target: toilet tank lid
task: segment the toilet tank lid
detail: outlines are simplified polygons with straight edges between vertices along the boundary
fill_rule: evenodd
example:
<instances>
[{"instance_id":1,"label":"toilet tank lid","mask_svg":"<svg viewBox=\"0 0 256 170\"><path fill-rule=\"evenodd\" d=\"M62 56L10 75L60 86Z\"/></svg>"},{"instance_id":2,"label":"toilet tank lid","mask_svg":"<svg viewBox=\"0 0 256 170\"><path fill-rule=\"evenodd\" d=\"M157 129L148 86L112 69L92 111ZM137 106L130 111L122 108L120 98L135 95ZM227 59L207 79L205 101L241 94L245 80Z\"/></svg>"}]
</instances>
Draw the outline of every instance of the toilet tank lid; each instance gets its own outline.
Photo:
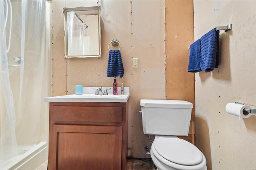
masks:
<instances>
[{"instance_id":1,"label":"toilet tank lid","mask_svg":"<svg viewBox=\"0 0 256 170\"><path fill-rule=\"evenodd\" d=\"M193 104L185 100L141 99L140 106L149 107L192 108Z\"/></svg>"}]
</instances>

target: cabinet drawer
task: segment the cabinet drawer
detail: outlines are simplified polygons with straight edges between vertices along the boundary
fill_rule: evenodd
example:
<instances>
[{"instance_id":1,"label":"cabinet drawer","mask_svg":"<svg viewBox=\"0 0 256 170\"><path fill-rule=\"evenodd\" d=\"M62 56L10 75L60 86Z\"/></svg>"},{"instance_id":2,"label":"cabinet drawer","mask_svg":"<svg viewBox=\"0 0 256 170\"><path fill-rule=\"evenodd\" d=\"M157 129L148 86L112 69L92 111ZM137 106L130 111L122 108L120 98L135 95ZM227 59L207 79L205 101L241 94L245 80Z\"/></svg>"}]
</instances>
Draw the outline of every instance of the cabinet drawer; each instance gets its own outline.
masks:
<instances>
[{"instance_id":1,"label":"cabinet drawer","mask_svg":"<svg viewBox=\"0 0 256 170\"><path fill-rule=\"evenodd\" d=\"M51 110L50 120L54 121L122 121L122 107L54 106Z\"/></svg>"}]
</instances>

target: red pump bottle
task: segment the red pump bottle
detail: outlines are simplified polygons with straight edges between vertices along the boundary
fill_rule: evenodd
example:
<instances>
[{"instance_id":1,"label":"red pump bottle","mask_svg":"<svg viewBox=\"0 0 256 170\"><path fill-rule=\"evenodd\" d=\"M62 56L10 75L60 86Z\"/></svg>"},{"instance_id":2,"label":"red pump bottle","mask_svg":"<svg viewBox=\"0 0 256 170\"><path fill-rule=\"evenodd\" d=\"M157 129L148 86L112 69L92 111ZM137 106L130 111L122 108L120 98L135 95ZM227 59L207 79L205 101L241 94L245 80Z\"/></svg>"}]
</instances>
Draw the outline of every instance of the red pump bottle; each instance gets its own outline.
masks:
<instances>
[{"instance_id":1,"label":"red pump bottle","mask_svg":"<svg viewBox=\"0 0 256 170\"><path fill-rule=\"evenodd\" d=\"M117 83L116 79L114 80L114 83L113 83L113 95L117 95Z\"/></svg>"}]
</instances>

-------------------------

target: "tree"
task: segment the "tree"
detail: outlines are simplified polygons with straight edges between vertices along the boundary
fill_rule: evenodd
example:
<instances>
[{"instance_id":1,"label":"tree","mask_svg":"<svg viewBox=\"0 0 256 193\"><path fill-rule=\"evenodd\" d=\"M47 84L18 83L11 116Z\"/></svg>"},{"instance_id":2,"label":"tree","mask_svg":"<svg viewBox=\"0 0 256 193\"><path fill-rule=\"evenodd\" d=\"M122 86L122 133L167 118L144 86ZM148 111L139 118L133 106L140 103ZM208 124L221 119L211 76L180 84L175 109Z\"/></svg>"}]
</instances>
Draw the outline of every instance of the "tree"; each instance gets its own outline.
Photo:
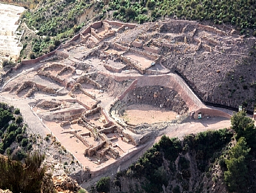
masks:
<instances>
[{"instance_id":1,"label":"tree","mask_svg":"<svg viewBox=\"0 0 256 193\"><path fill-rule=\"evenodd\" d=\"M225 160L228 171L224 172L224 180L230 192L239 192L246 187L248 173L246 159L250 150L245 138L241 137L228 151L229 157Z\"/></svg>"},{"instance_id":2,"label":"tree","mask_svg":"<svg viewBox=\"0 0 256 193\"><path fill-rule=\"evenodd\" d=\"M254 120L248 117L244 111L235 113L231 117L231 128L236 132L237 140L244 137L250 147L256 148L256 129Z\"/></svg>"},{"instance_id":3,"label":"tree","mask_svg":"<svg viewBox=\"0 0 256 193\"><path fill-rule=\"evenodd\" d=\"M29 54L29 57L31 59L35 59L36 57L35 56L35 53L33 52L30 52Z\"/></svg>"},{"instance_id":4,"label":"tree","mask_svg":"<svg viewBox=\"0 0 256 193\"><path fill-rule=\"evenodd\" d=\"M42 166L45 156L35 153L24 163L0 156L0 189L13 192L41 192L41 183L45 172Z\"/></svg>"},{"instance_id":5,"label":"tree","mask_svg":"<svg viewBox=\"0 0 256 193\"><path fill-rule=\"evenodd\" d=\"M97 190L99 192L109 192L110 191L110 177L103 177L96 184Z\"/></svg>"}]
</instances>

-------------------------

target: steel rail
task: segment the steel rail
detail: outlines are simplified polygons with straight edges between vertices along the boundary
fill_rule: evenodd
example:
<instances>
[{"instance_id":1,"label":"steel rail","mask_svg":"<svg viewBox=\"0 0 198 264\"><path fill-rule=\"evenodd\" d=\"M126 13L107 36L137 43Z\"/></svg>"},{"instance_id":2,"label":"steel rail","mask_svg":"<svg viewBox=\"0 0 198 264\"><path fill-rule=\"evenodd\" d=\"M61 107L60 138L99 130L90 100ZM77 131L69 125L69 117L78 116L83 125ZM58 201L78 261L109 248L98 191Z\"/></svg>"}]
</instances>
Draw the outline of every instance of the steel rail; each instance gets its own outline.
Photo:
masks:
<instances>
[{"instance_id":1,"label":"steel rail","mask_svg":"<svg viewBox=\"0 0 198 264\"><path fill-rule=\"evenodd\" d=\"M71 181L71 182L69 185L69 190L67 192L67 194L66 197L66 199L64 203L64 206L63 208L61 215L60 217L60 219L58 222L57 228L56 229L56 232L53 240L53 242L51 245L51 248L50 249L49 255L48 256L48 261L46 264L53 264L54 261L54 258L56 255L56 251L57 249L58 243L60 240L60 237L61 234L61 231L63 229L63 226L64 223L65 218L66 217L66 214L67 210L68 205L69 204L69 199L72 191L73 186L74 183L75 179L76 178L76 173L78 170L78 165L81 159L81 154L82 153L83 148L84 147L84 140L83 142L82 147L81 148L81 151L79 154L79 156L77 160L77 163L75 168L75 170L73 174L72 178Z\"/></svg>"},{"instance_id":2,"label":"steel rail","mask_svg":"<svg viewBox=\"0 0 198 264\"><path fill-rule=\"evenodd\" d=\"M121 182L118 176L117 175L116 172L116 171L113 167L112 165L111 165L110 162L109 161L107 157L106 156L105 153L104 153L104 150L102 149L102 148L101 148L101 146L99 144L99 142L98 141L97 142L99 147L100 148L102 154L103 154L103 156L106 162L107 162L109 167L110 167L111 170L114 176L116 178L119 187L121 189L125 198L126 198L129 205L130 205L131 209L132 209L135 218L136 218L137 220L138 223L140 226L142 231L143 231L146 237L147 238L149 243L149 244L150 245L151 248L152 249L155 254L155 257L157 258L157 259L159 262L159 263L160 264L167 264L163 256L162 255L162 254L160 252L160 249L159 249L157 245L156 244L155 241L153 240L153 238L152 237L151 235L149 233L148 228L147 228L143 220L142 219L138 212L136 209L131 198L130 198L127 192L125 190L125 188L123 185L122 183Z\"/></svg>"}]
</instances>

-------------------------

• **Exercise**: In the entries, take everything from the line containing "target: red pump bottle" down to the line containing "Draw the outline of every instance of the red" and switch each "red pump bottle" to "soap dispenser". Give back only those lines, with nothing else changed.

• **Reply to the task**:
target: soap dispenser
task: segment the soap dispenser
detail: outlines are simplified polygons with straight edges between vertices along the boundary
fill_rule: evenodd
example:
<instances>
[{"instance_id":1,"label":"soap dispenser","mask_svg":"<svg viewBox=\"0 0 256 170\"><path fill-rule=\"evenodd\" d=\"M62 56L10 75L60 86Z\"/></svg>"},{"instance_id":2,"label":"soap dispenser","mask_svg":"<svg viewBox=\"0 0 256 170\"><path fill-rule=\"evenodd\" d=\"M157 129L148 86L112 69L92 111ZM137 106L130 111L122 108L120 98L135 95ZM227 59L207 79L205 101L241 94L245 80Z\"/></svg>"}]
</instances>
Draw the outline of every instance of the soap dispenser; each instance gets its own outline.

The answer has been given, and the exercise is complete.